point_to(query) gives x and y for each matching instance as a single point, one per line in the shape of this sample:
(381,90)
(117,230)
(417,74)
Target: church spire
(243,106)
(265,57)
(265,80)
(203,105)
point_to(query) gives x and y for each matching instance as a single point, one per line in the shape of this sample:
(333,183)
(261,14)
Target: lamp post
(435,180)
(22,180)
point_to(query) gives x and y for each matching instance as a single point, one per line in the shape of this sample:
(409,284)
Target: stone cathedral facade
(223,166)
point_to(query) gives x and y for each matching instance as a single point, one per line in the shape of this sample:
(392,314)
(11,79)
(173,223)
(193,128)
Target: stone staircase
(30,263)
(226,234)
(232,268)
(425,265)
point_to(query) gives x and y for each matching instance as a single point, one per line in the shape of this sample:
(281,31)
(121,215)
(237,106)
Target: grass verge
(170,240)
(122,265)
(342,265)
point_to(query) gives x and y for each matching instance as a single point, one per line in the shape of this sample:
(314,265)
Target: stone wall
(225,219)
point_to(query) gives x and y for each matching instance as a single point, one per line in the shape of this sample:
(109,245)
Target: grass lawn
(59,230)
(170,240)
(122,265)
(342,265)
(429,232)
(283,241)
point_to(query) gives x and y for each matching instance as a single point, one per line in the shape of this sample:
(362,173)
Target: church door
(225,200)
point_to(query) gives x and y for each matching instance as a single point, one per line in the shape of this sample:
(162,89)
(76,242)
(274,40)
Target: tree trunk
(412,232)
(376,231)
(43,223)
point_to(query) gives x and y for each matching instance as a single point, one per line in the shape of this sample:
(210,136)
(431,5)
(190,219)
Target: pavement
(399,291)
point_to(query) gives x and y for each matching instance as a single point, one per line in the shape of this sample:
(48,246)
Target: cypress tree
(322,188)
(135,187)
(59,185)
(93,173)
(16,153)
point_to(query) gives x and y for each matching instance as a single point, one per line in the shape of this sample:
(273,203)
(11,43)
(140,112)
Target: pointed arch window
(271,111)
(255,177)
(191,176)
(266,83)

===============

EXERCISE OBJECTIVE: The listing above needs to be retyped. Reproduce every line exactly.

EXERCISE RESPONSE:
point_to(query) gives x and y for each matching instance as a single point, one per line in the shape of this sample:
(381,90)
(117,230)
(417,74)
Target: church spire
(243,106)
(265,57)
(265,80)
(203,105)
point_to(query) gives x and y for each matching instance as a single point, one per line in the shape of this sample:
(333,183)
(261,14)
Target: lamp post
(435,180)
(22,180)
point_to(query) gives x and y for each matching instance as a single point, one per line in the shape of this sample:
(409,284)
Target: stone cathedral facade
(223,166)
point_to(query) gives x and y for each matching instance as a single point, one per line in the shape of this sample:
(392,314)
(11,79)
(173,223)
(193,128)
Target: stone staircase
(30,263)
(226,234)
(232,268)
(425,265)
point_to(query) gives x and y for each matching instance as a single point, one per line in the shape of this sample:
(281,31)
(121,215)
(237,106)
Target: grass verge
(170,240)
(122,265)
(342,265)
point_to(query) gives x and y for each matching instance as a single point, one per line in the shape of this sample:
(314,265)
Target: stone wall
(225,219)
point_to(query) gives x and y for each matching instance as a single point, one per line in the shape of this sample:
(109,245)
Target: grass lawn
(59,230)
(170,240)
(122,265)
(342,265)
(429,232)
(283,241)
point_to(query) gives x and y for each matching instance as a single point, one per line in the shape of this sample:
(362,173)
Target: church door
(225,200)
point_to(query) gives x and y for each matching instance as a single point, one per line in the shape of this sample:
(162,89)
(76,242)
(274,40)
Target: tree trunk
(412,232)
(376,231)
(43,223)
point_to(query) gives x and y for each matching instance as a single point, one per line in the shape of this sample:
(210,136)
(431,5)
(190,219)
Target: pavement
(399,291)
point_to(query) gives x and y for each matching instance as a single point, one per line in the shape of this sample:
(48,246)
Target: cypress tree
(322,188)
(135,187)
(59,185)
(93,173)
(16,153)
point_to(query) gives x and y for each matching instance as a single point, one per line in the shape of this sample:
(273,203)
(11,43)
(140,112)
Target: pointed arch window
(271,111)
(255,177)
(191,176)
(266,83)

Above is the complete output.